- [EL PROBLEMA]: Prosigue el texto sobre el acompañamiento de los enfermos en la etapa final de la vida a partir de su última oración.

- [TEXTO DE ESTUDIO]:
Fecha de publicación: 24 de septiembre de 2020

El Buen Samaritano que deja su camino para socorrer al hombre enfermo (cfr. Lc 10, 30-37) es la imagen de Jesucristo que encuentra al hombre necesitado de salvación y cuida de sus heridas y su dolor con «el aceite del consuelo y el vino de la esperanza».[1] Él es el médico de las almas y de los cuerpos y «el testigo fiel» (Ap 3, 14) de la presencia salvífica de Dios en el mundo. Pero, ¿cómo concretar hoy este mensaje? ¿Cómo traducirlo en una capacidad de acompañamiento de la persona enferma en las fases terminales de la vida de manera que se le ayude respetando y promoviendo siempre su inalienable dignidad humana, su llamada a la santidad y, por tanto, el valor supremo de su misma existencia?

El extraordinario y progresivo desarrollo de las tecnologías biomédicas ha acrecentado de manera exponencial las capacidades clínicas de la medicina en el diagnóstico, en la terapia y en el cuidado de los pacientes. La Iglesia mira con esperanza la investigación científica y tecnológica, y ve en ellas una oportunidad favorable de servicio al bien integral de la vida y de la dignidad de todo ser humano.[2] Sin embargo, estos progresos de la tecnología médica, si bien preciosos, no son determinantes por sí mismos para calificar el sentido propio y el valor de la vida humana. De hecho, todo progreso en las destrezas de los agentes sanitarios reclama una creciente y sabia capacidad de discernimiento moral[3] para evitar el uso desproporcionado y deshumanizante de las tecnologías, sobre todo en las fases críticas y terminales de la vida humana.

Por otro lado, la gestión organizativa y la elevada articulación y complejidad de los sistemas sanitarios contemporáneos pueden reducir la relación de confianza entre el médico y el paciente a una relación meramente técnica y contractual, un riesgo que afecta, sobre todo, a los países donde se están aprobando leyes que legitiman formas de suicidio asistido y de eutanasia voluntaria de los enfermos más vulnerables. Estas niegan los límites éticos y jurídicos de la autodeterminación del sujeto enfermo, oscureciendo de manera preocupante el valor de la vida humana en la enfermedad, el sentido del sufrimiento y el significado del tiempo que precede a la muerte. El dolor y la muerte, de hecho, no pueden ser los criterios últimos que midan la dignidad humana, que es propia de cada persona, por el solo hecho de ser un “ser humano”.

(Datos registrados)
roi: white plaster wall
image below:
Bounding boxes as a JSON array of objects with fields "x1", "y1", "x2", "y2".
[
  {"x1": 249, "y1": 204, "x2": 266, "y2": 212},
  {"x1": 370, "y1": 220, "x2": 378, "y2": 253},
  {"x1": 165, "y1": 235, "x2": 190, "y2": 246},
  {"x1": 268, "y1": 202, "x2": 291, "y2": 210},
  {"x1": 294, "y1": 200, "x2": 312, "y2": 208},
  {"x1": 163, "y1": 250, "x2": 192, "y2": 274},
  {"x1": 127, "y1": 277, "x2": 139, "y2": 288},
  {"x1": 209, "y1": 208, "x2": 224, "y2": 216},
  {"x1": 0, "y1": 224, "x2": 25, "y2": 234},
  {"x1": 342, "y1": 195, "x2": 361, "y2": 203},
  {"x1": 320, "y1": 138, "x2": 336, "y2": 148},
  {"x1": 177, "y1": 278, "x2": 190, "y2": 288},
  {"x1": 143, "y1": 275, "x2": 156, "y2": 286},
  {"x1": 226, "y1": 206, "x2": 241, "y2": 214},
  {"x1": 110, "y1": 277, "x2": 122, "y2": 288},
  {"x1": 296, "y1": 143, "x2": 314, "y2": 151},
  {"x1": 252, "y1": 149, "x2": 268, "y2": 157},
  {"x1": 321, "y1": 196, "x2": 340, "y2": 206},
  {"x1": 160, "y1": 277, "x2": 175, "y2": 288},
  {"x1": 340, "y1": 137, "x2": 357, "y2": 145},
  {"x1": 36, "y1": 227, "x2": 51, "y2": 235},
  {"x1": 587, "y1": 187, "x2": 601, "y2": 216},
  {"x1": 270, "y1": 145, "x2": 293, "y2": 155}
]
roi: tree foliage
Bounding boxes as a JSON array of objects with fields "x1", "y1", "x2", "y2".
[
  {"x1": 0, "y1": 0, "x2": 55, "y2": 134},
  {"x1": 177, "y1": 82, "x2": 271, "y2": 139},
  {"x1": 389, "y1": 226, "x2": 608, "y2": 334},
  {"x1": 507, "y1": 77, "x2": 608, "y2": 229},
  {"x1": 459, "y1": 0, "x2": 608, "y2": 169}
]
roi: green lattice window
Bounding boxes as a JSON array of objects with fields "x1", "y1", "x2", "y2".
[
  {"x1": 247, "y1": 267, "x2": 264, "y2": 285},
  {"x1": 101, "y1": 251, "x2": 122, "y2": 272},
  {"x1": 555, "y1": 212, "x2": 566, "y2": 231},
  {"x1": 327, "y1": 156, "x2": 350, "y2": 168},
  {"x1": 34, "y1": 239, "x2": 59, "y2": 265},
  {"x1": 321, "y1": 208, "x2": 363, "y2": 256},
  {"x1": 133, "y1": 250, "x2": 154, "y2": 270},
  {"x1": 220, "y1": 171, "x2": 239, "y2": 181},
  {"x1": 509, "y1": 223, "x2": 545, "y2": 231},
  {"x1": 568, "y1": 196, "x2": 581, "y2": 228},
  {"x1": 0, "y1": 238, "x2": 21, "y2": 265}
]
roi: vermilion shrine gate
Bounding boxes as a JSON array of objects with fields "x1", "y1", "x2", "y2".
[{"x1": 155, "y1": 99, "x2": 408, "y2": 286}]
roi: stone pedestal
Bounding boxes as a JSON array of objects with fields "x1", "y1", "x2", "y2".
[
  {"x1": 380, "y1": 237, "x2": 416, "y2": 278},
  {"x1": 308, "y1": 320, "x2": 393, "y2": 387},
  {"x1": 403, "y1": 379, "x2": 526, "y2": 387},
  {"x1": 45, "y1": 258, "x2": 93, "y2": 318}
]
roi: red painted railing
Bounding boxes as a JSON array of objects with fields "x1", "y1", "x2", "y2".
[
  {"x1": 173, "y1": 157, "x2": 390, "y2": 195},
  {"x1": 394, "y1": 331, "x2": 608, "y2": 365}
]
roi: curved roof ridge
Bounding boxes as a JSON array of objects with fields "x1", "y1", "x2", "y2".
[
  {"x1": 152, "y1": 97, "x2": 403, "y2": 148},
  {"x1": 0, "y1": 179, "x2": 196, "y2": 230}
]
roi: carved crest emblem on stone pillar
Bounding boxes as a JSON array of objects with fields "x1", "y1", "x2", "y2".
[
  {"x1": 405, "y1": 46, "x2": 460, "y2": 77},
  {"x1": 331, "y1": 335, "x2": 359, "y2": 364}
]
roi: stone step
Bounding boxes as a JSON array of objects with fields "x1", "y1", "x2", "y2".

- [RESPUESTA]:
Ante tales desafíos, capaces de poner en juego nuestro modo de pensar la medicina, el significado del cuidado de la persona enferma y la responsabilidad social frente a los más vulnerables, el presente documento intenta iluminar a los pastores y a los fieles en sus preocupaciones y en sus dudas acerca de la atención médica, espiritual y pastoral debida a los enfermos en las fases críticas y terminales de la vida. Todos son llamados a dar testimonio junto al enfermo y transformarse en “comunidad sanadora” para que el deseo de Jesús, que todos sean una sola carne, a partir de los más débiles y vulnerables, se lleve a cabo de manera concreta.[4] Se percibe en todas partes, de hecho, la necesidad de una aclaración moral y de una orientación práctica sobre cómo asistir a estas personas, ya que «es necesaria una unidad de doctrina y praxis»[5] respecto a un tema tan delicado, que afecta a los enfermos más débiles en las etapas más delicadas y decisivas de la vida de una persona.